▸ Aim of the task: Gather every line in the records below that contains the string "rise", treating uppercase and lowercase as different.

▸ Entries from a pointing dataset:
▼

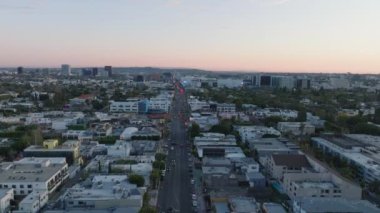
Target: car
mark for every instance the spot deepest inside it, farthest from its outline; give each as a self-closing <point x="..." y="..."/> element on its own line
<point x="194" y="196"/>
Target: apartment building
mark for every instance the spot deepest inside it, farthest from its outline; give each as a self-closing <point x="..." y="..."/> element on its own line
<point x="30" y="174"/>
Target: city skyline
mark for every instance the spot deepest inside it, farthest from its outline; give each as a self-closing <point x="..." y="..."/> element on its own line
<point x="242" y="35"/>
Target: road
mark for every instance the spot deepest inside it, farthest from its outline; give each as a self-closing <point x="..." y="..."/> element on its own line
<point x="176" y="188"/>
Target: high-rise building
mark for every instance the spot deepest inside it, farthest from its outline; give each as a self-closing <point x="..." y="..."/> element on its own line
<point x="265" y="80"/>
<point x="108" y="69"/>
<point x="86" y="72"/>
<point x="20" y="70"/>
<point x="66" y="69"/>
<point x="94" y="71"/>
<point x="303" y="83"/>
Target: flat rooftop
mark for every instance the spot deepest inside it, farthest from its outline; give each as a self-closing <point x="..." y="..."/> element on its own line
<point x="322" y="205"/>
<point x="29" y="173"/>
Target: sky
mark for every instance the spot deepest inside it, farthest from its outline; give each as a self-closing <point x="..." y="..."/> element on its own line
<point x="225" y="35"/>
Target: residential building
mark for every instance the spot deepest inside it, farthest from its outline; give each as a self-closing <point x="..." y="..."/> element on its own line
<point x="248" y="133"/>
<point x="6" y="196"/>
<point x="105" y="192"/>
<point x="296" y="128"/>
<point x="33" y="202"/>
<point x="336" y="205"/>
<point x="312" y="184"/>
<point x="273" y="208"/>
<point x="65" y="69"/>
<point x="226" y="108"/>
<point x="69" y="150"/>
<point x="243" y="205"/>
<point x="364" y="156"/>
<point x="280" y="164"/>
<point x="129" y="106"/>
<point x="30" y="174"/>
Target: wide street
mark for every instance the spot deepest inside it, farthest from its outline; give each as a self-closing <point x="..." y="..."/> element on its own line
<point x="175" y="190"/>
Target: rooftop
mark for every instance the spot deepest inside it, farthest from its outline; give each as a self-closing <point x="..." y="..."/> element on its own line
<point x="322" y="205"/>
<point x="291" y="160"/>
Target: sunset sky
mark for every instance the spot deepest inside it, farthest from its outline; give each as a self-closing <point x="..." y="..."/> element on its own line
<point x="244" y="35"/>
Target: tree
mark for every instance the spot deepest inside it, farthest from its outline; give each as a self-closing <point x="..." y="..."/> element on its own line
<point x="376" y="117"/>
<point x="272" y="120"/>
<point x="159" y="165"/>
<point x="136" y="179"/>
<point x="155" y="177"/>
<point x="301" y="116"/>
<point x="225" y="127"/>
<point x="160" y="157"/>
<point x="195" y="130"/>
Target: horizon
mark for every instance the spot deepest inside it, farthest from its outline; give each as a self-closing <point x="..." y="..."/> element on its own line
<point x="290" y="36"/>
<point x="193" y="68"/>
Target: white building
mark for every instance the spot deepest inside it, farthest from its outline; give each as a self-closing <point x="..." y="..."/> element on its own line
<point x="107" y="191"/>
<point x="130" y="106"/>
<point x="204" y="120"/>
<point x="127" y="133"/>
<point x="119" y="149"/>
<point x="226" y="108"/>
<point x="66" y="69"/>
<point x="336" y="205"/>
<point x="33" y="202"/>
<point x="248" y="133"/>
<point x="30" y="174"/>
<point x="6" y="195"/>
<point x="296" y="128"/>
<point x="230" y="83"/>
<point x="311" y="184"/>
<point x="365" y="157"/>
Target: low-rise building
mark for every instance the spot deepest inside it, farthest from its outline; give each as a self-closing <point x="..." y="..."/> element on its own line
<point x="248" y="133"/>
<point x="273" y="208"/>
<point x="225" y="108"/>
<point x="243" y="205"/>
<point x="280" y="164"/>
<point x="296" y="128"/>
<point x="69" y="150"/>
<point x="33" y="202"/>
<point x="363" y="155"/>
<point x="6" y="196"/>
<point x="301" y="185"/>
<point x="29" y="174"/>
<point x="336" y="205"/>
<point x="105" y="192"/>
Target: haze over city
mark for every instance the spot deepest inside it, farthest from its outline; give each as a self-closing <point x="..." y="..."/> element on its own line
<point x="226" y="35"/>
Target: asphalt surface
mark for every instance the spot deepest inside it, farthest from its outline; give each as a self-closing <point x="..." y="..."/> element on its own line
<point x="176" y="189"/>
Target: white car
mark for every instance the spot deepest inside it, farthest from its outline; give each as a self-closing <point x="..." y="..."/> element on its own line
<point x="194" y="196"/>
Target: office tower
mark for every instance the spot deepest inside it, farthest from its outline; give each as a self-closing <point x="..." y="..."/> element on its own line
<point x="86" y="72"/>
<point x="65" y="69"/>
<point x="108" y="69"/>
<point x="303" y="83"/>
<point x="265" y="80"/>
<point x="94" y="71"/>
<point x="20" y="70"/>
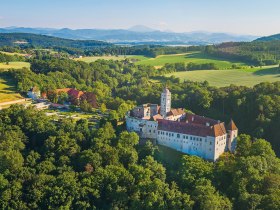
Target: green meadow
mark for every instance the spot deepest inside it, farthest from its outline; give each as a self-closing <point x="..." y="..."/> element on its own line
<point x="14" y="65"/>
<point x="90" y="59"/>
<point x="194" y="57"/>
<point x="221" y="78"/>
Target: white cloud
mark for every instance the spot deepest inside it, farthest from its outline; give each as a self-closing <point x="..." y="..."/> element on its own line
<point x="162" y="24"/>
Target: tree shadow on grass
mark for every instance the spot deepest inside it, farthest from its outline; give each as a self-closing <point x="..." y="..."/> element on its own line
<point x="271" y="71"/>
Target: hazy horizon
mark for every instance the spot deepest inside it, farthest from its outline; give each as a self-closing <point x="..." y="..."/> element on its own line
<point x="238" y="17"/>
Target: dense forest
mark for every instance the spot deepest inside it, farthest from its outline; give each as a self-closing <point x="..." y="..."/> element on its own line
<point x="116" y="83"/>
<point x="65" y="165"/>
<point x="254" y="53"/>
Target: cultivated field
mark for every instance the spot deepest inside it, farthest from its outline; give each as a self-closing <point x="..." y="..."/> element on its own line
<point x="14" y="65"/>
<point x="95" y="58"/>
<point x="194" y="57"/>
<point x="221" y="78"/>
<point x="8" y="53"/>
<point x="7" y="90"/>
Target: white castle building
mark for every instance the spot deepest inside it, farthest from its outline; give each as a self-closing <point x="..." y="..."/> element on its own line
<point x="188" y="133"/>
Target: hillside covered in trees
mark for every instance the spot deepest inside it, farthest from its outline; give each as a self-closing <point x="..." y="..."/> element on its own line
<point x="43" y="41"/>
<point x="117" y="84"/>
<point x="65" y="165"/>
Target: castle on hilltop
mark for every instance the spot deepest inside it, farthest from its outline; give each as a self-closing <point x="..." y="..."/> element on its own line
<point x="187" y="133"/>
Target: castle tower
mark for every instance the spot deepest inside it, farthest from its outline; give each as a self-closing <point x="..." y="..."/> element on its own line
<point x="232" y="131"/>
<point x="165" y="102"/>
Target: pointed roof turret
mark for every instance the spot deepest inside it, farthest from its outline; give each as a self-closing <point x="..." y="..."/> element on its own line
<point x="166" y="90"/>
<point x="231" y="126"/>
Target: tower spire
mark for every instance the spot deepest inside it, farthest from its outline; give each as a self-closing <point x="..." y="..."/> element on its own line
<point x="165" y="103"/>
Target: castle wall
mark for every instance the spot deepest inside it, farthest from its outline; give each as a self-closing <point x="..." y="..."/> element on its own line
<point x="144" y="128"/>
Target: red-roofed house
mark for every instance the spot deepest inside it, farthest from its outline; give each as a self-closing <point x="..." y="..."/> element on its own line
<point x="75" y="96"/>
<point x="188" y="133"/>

▲
▼

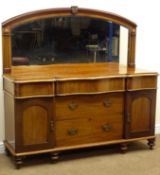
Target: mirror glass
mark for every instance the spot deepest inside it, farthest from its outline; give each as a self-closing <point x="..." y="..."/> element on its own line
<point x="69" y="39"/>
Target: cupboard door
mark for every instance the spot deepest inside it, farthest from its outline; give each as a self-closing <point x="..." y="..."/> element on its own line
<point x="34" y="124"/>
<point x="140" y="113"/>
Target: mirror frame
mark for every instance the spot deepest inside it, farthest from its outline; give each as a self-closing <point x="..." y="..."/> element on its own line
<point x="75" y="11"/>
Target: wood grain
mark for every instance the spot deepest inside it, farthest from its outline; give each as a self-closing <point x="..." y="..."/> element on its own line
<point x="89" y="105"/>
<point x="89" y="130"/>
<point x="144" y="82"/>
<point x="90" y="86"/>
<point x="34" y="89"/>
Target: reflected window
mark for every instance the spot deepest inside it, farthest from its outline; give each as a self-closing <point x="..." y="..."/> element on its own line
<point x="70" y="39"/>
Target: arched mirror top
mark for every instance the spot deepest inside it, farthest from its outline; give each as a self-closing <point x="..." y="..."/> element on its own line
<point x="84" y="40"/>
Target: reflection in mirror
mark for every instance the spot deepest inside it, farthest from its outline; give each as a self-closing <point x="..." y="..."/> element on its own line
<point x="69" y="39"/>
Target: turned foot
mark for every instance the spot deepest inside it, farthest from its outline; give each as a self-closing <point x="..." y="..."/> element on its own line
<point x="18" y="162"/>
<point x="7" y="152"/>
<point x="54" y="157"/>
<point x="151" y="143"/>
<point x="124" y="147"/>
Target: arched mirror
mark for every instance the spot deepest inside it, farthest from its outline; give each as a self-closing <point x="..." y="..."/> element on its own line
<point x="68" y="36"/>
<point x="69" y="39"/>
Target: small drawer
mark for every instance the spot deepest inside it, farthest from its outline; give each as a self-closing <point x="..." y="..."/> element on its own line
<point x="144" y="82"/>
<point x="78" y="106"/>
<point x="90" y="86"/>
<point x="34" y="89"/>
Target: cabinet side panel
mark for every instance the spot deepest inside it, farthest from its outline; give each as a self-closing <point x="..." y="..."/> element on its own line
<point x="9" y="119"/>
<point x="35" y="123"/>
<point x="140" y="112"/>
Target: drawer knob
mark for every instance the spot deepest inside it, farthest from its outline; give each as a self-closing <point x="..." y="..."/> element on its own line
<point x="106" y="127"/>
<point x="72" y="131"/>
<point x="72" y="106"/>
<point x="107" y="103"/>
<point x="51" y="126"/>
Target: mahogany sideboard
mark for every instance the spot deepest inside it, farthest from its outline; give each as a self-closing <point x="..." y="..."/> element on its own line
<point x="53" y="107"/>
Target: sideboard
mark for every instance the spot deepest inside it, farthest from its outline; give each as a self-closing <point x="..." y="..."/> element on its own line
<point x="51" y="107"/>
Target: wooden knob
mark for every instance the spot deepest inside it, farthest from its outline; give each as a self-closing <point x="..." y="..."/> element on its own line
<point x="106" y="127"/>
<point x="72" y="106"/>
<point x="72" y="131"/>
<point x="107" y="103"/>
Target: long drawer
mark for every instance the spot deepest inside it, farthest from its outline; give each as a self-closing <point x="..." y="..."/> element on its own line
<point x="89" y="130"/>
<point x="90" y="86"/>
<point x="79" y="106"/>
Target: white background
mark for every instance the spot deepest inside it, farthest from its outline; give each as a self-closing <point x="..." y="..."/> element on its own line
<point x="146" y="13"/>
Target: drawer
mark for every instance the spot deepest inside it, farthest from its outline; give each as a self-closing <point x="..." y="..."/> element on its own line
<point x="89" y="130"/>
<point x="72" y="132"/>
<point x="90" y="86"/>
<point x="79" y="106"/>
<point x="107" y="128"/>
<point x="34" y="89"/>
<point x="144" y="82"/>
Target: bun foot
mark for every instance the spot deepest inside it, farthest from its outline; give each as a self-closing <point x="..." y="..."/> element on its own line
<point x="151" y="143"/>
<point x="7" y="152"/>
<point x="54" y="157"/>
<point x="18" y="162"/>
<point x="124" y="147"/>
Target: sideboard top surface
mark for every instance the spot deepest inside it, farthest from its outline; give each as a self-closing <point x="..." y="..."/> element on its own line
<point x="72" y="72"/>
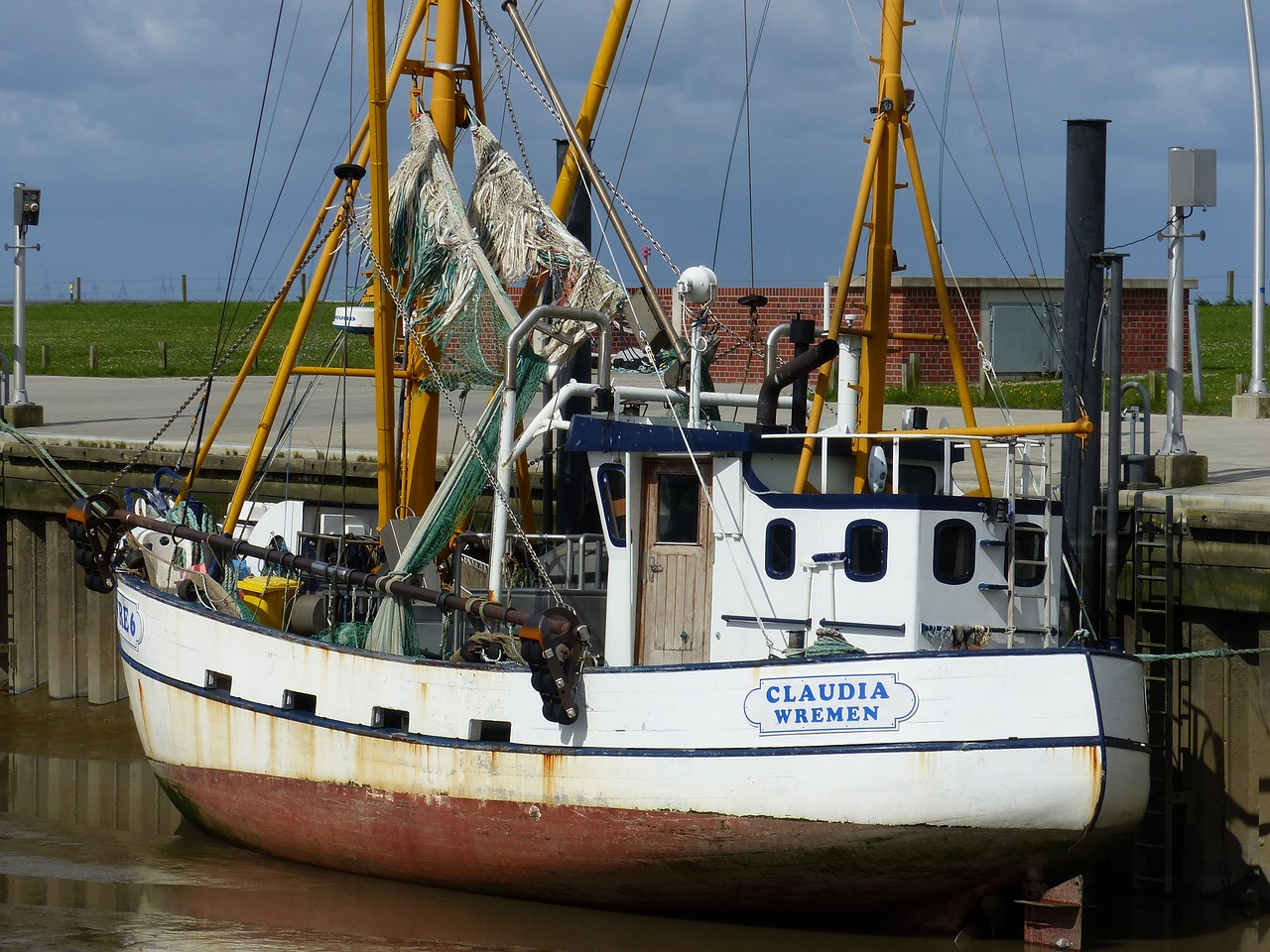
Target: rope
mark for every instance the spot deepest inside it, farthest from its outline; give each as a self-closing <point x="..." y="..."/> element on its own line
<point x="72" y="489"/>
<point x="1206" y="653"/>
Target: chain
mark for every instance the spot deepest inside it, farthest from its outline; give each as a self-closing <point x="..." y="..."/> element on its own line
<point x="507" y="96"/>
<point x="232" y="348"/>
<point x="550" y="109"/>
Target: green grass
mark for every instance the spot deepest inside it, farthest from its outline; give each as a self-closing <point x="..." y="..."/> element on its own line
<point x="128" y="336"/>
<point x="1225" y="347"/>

▲

▸ Reply:
Target: high-rise building
Target: low-rise building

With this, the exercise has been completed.